Return every line of the records below that contains the string "green".

## Task input:
-*-
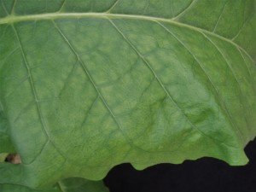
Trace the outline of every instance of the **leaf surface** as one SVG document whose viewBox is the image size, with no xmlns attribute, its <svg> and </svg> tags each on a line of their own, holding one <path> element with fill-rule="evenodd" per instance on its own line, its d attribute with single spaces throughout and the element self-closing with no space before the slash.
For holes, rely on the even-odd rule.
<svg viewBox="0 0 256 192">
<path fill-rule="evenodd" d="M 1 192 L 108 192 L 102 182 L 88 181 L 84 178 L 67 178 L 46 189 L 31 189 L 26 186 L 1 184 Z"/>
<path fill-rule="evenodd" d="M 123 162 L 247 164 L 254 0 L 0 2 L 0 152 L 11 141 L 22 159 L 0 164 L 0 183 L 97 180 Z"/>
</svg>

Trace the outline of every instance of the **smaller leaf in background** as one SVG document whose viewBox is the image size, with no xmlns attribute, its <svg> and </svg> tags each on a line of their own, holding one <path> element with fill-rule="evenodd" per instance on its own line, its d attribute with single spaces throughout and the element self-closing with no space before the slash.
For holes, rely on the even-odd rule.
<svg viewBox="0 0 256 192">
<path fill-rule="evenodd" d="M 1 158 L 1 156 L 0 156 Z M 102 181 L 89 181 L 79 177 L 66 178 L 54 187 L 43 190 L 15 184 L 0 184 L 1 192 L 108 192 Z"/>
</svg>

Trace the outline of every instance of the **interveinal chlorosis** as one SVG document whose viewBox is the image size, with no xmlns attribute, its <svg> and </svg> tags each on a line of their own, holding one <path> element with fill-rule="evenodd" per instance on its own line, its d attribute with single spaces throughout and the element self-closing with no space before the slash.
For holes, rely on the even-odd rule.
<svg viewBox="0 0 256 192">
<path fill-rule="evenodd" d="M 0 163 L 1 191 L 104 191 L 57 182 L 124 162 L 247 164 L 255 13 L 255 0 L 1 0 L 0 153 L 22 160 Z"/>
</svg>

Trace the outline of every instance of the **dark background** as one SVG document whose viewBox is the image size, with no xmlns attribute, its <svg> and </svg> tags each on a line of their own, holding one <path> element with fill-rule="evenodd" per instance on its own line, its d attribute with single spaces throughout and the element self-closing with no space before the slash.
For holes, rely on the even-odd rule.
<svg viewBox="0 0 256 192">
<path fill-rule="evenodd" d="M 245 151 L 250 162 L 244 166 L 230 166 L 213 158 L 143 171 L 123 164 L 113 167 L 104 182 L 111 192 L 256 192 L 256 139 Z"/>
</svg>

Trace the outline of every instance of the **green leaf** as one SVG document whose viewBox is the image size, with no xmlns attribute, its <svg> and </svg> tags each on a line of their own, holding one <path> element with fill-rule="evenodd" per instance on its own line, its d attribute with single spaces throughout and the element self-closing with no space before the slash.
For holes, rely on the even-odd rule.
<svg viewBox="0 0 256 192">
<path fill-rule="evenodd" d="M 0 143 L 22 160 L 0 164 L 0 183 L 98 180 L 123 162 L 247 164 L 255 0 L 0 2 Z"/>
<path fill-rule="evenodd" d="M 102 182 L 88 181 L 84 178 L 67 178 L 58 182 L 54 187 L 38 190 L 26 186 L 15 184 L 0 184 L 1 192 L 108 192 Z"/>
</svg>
-*-
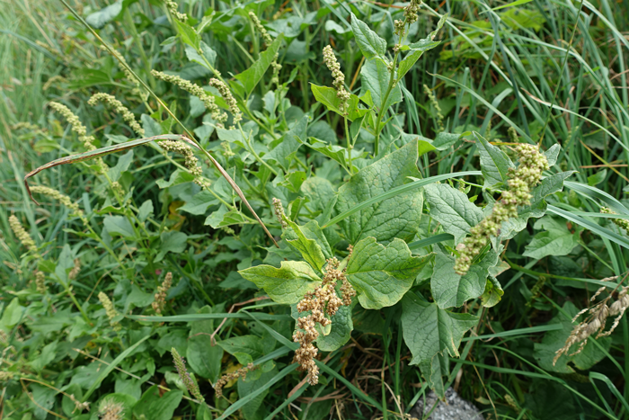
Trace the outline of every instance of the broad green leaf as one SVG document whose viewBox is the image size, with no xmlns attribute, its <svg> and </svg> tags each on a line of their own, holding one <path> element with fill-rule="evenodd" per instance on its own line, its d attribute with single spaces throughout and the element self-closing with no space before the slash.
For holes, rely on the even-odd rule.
-*-
## Written response:
Trace the outline of every instance of the **green leaf** as one SVG document whose viewBox is the image size, with no xmlns attribute, its <svg> and </svg> tags each on a line of their own, holding one <path> element with fill-rule="evenodd" per instance on its own line, its d attribute with single spaces throughout and the element self-closing with no space before the slash.
Trace the outline of every instance of the broad green leaf as one SVG document whose viewBox is the image size, with no xmlns attribute, its <svg> and </svg> tags each on a line of their own, holding one <path> element with fill-rule="evenodd" per instance on its own line, its d attribute with single spaces throughout and the element self-closing with no space before the slash.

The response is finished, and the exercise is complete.